* Start *

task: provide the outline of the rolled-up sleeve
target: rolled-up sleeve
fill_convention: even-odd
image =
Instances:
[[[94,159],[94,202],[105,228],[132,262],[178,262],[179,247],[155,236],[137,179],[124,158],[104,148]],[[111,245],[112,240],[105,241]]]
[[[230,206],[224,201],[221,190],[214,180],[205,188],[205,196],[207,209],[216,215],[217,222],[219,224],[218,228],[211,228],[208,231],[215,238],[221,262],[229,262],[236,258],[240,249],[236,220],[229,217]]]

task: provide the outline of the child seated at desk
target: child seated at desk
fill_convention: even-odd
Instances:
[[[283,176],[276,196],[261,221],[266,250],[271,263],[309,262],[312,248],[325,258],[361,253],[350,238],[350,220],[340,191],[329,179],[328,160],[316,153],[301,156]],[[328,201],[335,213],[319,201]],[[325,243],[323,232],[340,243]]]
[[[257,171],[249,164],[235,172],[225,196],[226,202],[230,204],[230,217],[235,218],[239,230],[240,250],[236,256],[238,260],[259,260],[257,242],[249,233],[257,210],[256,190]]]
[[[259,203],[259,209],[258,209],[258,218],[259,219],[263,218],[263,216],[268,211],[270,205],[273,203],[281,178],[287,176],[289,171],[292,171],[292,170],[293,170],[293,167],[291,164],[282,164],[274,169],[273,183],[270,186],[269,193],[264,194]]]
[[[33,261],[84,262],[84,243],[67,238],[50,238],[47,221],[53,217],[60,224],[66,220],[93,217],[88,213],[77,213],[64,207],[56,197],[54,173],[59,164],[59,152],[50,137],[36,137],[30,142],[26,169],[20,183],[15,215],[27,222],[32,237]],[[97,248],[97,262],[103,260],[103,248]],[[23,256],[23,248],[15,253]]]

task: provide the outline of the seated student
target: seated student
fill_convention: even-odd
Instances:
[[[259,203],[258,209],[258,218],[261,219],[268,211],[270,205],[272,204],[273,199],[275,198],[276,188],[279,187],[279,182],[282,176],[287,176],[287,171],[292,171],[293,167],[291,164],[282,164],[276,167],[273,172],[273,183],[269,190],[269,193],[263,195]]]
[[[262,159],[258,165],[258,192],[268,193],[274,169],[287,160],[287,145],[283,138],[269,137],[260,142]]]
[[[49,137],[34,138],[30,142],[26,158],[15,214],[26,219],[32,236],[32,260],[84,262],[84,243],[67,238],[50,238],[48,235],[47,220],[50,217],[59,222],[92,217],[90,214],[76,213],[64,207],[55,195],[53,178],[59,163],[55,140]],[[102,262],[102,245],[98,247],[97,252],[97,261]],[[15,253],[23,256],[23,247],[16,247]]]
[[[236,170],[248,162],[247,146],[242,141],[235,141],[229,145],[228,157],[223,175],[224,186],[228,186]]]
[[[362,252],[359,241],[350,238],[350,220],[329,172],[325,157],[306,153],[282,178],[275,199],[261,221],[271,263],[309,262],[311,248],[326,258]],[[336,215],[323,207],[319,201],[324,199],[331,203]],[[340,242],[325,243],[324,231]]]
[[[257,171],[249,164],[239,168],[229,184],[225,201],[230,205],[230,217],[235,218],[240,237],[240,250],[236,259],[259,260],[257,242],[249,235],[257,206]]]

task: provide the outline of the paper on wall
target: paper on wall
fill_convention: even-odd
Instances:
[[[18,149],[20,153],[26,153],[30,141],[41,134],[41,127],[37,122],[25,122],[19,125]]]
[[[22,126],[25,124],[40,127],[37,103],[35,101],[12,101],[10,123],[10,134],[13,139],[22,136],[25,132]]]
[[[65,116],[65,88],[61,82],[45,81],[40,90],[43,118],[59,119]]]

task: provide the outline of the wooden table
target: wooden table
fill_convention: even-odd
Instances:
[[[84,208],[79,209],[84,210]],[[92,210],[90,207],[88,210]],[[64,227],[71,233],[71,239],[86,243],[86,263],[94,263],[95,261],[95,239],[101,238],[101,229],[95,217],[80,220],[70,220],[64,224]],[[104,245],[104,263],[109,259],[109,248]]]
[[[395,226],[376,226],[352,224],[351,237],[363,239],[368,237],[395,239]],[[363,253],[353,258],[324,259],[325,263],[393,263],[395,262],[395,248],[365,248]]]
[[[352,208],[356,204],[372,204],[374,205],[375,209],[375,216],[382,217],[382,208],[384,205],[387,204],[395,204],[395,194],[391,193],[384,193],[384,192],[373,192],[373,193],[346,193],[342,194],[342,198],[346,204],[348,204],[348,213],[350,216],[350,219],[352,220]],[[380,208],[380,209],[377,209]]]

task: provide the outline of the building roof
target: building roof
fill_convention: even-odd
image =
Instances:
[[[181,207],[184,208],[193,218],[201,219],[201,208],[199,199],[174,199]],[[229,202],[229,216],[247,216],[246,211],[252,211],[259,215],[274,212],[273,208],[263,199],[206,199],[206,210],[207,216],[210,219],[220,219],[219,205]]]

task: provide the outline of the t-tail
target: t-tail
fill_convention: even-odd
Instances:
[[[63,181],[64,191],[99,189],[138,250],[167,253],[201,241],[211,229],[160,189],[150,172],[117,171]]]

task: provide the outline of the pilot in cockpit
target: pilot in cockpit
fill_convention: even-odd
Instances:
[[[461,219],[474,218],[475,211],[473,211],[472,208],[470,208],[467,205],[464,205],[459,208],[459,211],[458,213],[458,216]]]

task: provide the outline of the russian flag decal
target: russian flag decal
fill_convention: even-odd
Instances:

* End *

→ **The task**
Rewrite all of the material above as a JSON list of strings, with one string per line and no blank lines.

→ **Solution**
[
  "task: provide the outline of the rolled-up sleeve",
  "target: rolled-up sleeve",
  "fill_convention: even-odd",
  "image =",
  "Instances:",
  "[[[94,159],[94,202],[105,228],[132,262],[178,262],[179,247],[155,236],[137,179],[124,158],[104,148]],[[111,245],[112,240],[105,241]]]",
  "[[[230,206],[224,201],[221,190],[214,180],[205,188],[205,196],[207,209],[216,215],[217,222],[219,224],[218,228],[211,228],[208,231],[215,238],[221,262],[229,262],[236,258],[240,249],[236,220],[229,217]]]",
  "task: provide the outline of the child seated at desk",
  "target: child seated at desk",
  "fill_convention: even-odd",
  "Instances:",
  "[[[283,176],[276,196],[261,221],[266,250],[271,263],[309,262],[312,248],[325,258],[361,253],[350,238],[350,220],[340,191],[329,179],[328,160],[316,153],[301,156]],[[328,201],[335,213],[319,201]],[[325,243],[323,232],[340,243]]]",
  "[[[257,171],[249,164],[235,172],[225,196],[226,202],[230,204],[230,217],[235,218],[239,230],[240,250],[236,256],[238,260],[259,260],[257,242],[249,233],[257,210],[256,190]]]",
  "[[[259,203],[259,209],[258,209],[258,218],[259,219],[263,218],[263,216],[268,211],[270,205],[273,203],[281,178],[287,176],[289,171],[292,171],[292,170],[293,170],[293,167],[291,164],[282,164],[274,169],[273,183],[270,186],[269,193],[264,194]]]",
  "[[[33,261],[84,262],[84,243],[67,238],[50,238],[47,221],[53,217],[60,224],[66,220],[93,217],[88,213],[77,213],[64,207],[56,197],[54,173],[59,164],[59,152],[50,137],[36,137],[30,142],[26,169],[20,183],[15,215],[27,222],[32,237]],[[97,248],[97,262],[103,260],[103,248]],[[23,256],[23,248],[15,253]]]",
  "task: provide the outline of the seated student",
  "target: seated student",
  "fill_convention: even-odd",
  "Instances:",
  "[[[259,203],[258,209],[258,218],[261,219],[268,211],[270,205],[272,204],[273,199],[275,198],[276,188],[279,187],[279,182],[282,176],[287,176],[287,171],[292,171],[293,167],[291,164],[282,164],[276,167],[273,172],[273,183],[269,190],[269,193],[263,195]]]",
  "[[[262,159],[258,165],[258,192],[268,193],[274,169],[287,160],[287,145],[283,138],[269,137],[260,142]]]",
  "[[[49,137],[34,138],[30,142],[26,158],[15,214],[26,219],[32,236],[32,260],[84,262],[84,243],[67,238],[50,238],[48,235],[47,220],[50,217],[59,222],[92,217],[90,214],[76,213],[64,207],[55,195],[53,178],[59,163],[55,140]],[[102,262],[102,245],[98,247],[97,252],[97,261]],[[15,253],[23,256],[23,247],[16,247]]]",
  "[[[236,170],[248,162],[247,146],[242,141],[235,141],[229,145],[228,157],[223,175],[224,186],[228,186]]]",
  "[[[362,252],[359,241],[350,238],[350,220],[329,172],[325,157],[306,153],[282,178],[275,199],[261,221],[271,263],[309,262],[311,248],[326,258]],[[336,215],[323,207],[319,201],[324,199],[331,203]],[[340,242],[325,243],[324,231]]]",
  "[[[257,171],[249,164],[239,168],[229,184],[225,201],[230,205],[230,217],[235,218],[240,237],[240,250],[236,259],[259,260],[257,242],[249,235],[257,206]]]",
  "task: provide the outline of the paper on wall",
  "target: paper on wall",
  "fill_convention: even-odd",
  "Instances:",
  "[[[18,149],[20,153],[26,153],[30,141],[41,134],[41,127],[37,122],[25,122],[19,125]]]",
  "[[[22,126],[25,124],[40,127],[37,103],[35,101],[12,101],[10,123],[10,134],[13,139],[22,136],[25,132]]]",
  "[[[65,116],[65,88],[61,82],[45,81],[40,90],[43,118],[59,119]]]",
  "task: provide the outline of the wooden table",
  "target: wooden table",
  "fill_convention: even-odd",
  "Instances:",
  "[[[84,208],[79,209],[84,210]],[[92,210],[90,207],[88,210]],[[64,227],[71,233],[71,239],[86,243],[86,263],[94,263],[95,261],[95,239],[101,238],[101,229],[95,217],[80,220],[70,220],[64,224]],[[104,245],[104,263],[109,259],[109,248]]]",
  "[[[395,226],[376,226],[352,224],[351,237],[363,239],[368,237],[395,239]],[[363,253],[353,258],[324,259],[325,263],[393,263],[395,262],[395,248],[365,248]]]",
  "[[[352,208],[356,204],[372,204],[374,205],[375,209],[375,216],[382,217],[382,208],[384,205],[387,204],[395,204],[395,194],[391,193],[384,193],[384,192],[373,192],[373,193],[346,193],[342,194],[342,198],[346,204],[348,204],[348,213],[350,216],[350,219],[352,220]],[[380,208],[380,209],[377,209]]]",
  "task: provide the outline of the building roof",
  "target: building roof",
  "fill_convention: even-odd",
  "image =",
  "Instances:",
  "[[[181,207],[184,208],[193,218],[201,219],[201,208],[199,199],[174,199]],[[229,202],[229,216],[247,216],[246,211],[252,211],[259,215],[274,212],[273,208],[263,199],[206,199],[206,210],[207,216],[210,219],[220,219],[219,205]]]",
  "task: provide the outline of the t-tail",
  "target: t-tail",
  "fill_convention: even-odd",
  "Instances:",
  "[[[63,181],[64,191],[99,189],[138,250],[167,253],[201,241],[211,229],[160,189],[150,172],[117,171]]]",
  "task: provide the outline of the pilot in cockpit",
  "target: pilot in cockpit",
  "fill_convention: even-odd",
  "Instances:",
  "[[[461,219],[474,218],[475,211],[473,211],[472,208],[470,208],[467,205],[464,205],[459,208],[459,211],[458,213],[458,216]]]",
  "task: provide the outline of the russian flag decal",
  "target: russian flag decal",
  "fill_convention: even-odd",
  "Instances:"
]